◆ WORK REQUIRED
Copy out every line of the records below that contains the string "shirt", matching letter case exactly.

◆ PROVIDED RECORDS

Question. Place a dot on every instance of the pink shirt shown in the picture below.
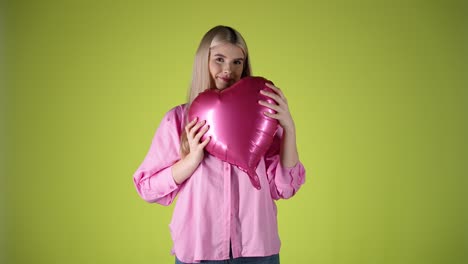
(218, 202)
--
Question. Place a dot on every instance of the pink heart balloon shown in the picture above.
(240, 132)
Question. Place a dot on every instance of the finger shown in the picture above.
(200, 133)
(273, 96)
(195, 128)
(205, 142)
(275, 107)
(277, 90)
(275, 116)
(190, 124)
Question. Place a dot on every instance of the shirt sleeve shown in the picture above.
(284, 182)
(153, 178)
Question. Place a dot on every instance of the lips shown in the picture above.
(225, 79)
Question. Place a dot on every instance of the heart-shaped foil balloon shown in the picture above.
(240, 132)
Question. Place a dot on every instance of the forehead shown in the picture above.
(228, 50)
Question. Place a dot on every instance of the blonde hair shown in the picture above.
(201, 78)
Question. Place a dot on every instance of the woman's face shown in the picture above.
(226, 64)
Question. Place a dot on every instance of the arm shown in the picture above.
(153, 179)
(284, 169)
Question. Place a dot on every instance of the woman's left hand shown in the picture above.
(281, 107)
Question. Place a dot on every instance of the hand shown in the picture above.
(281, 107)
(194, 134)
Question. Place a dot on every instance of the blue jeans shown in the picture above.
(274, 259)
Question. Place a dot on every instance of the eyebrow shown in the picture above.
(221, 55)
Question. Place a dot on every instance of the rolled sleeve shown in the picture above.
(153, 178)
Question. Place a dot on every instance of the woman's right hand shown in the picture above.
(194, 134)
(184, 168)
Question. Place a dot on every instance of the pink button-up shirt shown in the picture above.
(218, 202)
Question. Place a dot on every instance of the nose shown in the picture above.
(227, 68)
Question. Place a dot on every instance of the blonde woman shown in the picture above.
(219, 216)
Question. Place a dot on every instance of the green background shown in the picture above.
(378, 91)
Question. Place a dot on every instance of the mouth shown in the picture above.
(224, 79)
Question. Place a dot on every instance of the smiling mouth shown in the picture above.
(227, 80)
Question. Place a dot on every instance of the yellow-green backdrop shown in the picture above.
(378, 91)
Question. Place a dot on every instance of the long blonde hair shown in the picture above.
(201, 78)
==
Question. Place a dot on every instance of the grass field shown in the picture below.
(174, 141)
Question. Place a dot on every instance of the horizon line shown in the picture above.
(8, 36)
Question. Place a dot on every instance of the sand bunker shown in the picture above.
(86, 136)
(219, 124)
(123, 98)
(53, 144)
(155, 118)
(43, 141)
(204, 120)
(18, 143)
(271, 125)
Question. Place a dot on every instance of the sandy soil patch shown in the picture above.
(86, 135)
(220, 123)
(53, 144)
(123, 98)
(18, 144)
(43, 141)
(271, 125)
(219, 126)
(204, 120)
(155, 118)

◆ RESPONSE TO THE TASK
Question. Place a dot on every instance of the pink shirt shown in the picture below.
Question. Place a dot on every instance of the shirt sleeve shown in the picture above.
Question. Place a dot on every instance of the pink button-up shirt shown in the picture above.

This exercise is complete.